#### [YOUR OBJECTIVE]
Extract every line of the listing below and reproduce each one word for word.

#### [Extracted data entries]
* * * * * * * * *

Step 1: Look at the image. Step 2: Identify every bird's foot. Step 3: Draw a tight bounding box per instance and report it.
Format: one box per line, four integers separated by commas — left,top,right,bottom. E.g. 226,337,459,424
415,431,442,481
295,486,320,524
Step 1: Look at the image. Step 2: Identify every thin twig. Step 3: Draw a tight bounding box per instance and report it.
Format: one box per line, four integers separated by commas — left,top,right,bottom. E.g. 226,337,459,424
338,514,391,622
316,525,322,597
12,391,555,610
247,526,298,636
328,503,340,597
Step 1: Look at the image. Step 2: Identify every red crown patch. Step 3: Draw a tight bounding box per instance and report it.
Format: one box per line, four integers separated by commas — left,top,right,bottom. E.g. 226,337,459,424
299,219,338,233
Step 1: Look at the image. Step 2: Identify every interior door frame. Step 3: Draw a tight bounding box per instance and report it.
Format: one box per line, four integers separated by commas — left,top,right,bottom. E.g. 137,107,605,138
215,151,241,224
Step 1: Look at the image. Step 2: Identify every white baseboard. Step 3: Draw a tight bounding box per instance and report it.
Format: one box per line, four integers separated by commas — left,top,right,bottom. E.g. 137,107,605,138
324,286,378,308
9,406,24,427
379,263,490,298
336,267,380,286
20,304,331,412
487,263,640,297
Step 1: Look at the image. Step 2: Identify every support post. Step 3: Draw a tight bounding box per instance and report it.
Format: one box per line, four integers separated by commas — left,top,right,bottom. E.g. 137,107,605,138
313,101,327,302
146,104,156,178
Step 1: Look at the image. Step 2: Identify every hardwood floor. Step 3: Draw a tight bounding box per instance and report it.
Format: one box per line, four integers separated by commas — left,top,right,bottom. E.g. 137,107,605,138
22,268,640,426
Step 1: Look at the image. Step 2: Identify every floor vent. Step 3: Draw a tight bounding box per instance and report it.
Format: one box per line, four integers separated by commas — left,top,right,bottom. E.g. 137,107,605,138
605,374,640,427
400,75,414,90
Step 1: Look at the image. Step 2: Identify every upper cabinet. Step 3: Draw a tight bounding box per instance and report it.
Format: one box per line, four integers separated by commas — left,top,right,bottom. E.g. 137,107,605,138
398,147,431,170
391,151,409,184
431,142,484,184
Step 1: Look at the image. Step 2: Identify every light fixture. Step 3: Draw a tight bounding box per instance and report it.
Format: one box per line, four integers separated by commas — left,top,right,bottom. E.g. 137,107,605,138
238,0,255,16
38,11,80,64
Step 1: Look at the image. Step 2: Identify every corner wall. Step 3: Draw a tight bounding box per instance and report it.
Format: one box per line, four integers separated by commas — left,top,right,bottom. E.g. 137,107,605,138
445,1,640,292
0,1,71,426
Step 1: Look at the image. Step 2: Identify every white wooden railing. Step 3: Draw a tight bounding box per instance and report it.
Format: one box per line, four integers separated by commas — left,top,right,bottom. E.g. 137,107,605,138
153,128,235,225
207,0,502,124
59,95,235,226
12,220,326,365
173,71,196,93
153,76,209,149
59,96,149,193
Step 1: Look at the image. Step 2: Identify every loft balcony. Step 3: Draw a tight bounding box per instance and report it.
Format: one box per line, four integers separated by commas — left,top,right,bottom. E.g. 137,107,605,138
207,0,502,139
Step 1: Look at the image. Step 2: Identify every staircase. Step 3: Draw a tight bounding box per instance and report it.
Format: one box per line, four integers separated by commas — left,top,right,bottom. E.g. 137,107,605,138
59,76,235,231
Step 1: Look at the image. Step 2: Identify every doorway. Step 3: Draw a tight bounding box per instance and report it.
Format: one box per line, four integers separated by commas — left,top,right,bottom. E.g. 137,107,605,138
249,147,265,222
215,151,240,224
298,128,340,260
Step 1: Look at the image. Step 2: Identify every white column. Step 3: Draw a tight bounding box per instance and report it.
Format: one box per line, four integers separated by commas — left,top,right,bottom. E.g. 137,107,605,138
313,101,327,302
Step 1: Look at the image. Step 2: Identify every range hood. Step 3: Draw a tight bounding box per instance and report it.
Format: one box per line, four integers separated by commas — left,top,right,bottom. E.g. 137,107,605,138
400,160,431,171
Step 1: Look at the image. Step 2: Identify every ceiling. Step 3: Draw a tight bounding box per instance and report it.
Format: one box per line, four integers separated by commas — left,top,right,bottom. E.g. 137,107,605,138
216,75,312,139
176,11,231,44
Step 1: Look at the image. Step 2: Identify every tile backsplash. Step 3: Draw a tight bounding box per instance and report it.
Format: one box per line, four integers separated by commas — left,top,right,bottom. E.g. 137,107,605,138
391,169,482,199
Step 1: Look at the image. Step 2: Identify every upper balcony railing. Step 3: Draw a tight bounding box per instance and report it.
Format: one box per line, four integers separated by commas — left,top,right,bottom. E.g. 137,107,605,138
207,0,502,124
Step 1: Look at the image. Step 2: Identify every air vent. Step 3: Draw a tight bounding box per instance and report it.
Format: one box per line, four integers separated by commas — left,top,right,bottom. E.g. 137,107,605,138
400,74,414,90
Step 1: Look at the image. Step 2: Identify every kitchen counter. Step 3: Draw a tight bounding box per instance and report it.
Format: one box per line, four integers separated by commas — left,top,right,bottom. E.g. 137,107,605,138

* * * * * * * * *

#### [RESULT]
Step 1: Look at the image. Step 2: Identify every bird's foot. Step 3: Draw a tight bounding box per instance and report it.
Format: one box per line, four integers separated by commas — left,top,right,bottom. E.g. 226,337,459,424
415,431,442,481
295,486,320,524
Step 1: Look at the image. Step 2: Identify every thin twig. Step 3: Draw a tight bounding box per instance and report it.
Format: one box per line, four integers separated by commas — left,top,right,bottom. E.g. 226,337,459,424
338,514,391,622
316,525,322,597
12,391,555,610
247,526,298,636
328,503,340,597
Step 1: Look at the image. Step 2: Identify every red crown patch. Step 3: Draw a tight bounding box per instance and report it.
Format: one box per line, four integers separated by commas — left,top,right,bottom. E.g. 226,337,459,424
299,219,338,233
Step 1: Look at the image. Step 2: Identify every interior door frame. Step 3: Draw a tight bounding box per instance and report it.
Format: one box per line, four integers separated by commas — left,top,right,bottom. E.g. 137,107,605,138
215,151,241,224
Step 1: Look at the image. Step 2: Identify every white baseboard. Step 3: Draw a tight bounding box per instance and report it.
Format: one box per line, four integers separated by commas — left,top,right,bottom. E.g. 137,107,605,138
324,286,378,308
9,406,24,427
379,263,490,298
336,267,380,286
20,304,331,412
487,263,640,297
Step 1: Look at the image. Step 2: Identify every support post. Step 3: Draw a tight bounding box per instance and report it.
Format: one box per line, four integers separated by commas — left,top,right,bottom. E.g. 137,107,605,138
313,101,327,302
146,104,156,178
Step 1: Look at the image. Step 2: Identify every hardwood floor. Step 3: Draw a tight bounding box per instance and report it.
Format: one box per line, four integers separated by commas — left,top,right,bottom. E.g. 137,107,605,138
22,268,640,426
Step 1: Look at the image. Step 2: Identify every floor vent. Step 3: Draw a tight bounding box per instance and report it.
Format: one box per line, four integers separated by commas — left,top,right,bottom. E.g. 137,107,605,138
605,374,640,427
400,75,414,90
Step 1: Look at the image. Step 2: Identify every upper cabinet. Step 3: Draw a tight bounding box per instance and report it.
Format: one box per line, four integers separated by commas — left,top,right,bottom. E.g. 137,107,605,138
398,147,431,170
391,151,409,184
431,142,484,184
Step 1: Look at the image. Step 2: Identify every light fixture. Step 3: Draw a tight bounding box per instance and report it.
Format: one box per line, four integers separated by commas — left,top,right,bottom. E.g. 137,107,605,138
238,0,255,16
38,11,80,64
Step 1: Look at the image. Step 2: Identify every corner wall. Step 3: Draw a tight bounding box per instance and report it.
Format: one box per line, four integers separated by commas — left,top,right,bottom. E.g. 137,107,605,138
445,1,640,292
0,1,71,426
Step 1: Look at the image. Step 2: Identify every white wooden railing. Step 3: Draw a tight bounding box per instance and report it.
Format: one box per line, four integers separated by commas — left,top,right,bottom. E.g. 137,107,605,138
153,128,235,225
207,0,502,124
59,95,235,226
12,220,326,365
173,71,196,93
153,76,209,149
59,96,149,193
Step 1: Look at the image. Step 2: Identify every loft balcony. Step 3: Draw a tight bounding box per instance and report it.
Format: one box per line, four integers separated by commas — left,top,right,bottom. E.g. 137,107,605,138
207,0,502,139
Step 1: Look at the image. Step 2: Identify every staircase. Step 3: Draw a tight bounding box per instance and report it.
Format: one box per line, four integers separated by commas — left,top,right,bottom. E.g. 137,107,605,138
59,76,235,231
Step 1: Look at the image. Step 2: Identify every doorway. Step 3: Draw a tight bounding box per instance and report it.
Format: one box per line, four integers separated by commas — left,top,right,bottom. E.g. 137,107,605,138
249,147,265,222
215,151,240,224
298,128,340,260
Step 1: Look at the image. Step 2: Identify every white column. Step 3: Draw a tight bounding box per instance and report it.
Format: one box per line, four integers separated by commas — left,top,right,bottom. E.g. 137,107,605,138
313,101,327,302
Step 1: Look at the image. Step 2: Identify every range hood. Step 3: Draw a tight bounding box per instance and report it.
Format: one box per line, four integers separated by commas — left,top,right,bottom. E.g. 137,107,605,138
400,160,431,171
Step 1: Look at the image. Step 2: Identify every ceiling. Step 3: Draw a tight bounding box per instance and report it.
Format: one box per line, four integers separated by commas — left,top,right,bottom. E.g. 137,107,605,138
216,75,312,139
176,11,231,44
Step 1: Look at the image. Step 2: Identify every tile backsplash. Step 3: Draw a tight bounding box per instance and report it.
Format: one box per line, four integers separated by commas — left,top,right,bottom. E.g. 137,107,605,138
391,169,482,199
Step 1: Look at the image. Step 2: Identify every upper balcony railing. Step 3: Draw a tight bounding box per instance and report it.
Format: one box per line, four integers separated by commas — left,top,right,bottom. E.g. 137,107,605,138
207,0,502,124
Step 1: Look at the image. Step 2: Identify every air vent. Step 3: Draw a tight bounding box per instance and report it.
Format: one box per line, four integers separated by commas — left,top,right,bottom. E.g. 137,107,605,138
400,74,414,90
Step 1: Look at the image. Step 2: Identify every kitchen counter. Step 3: Draw a tight bounding box per instance and report it.
Format: one box per line, four integers separated by commas — left,top,right,bottom. E.g. 137,107,605,138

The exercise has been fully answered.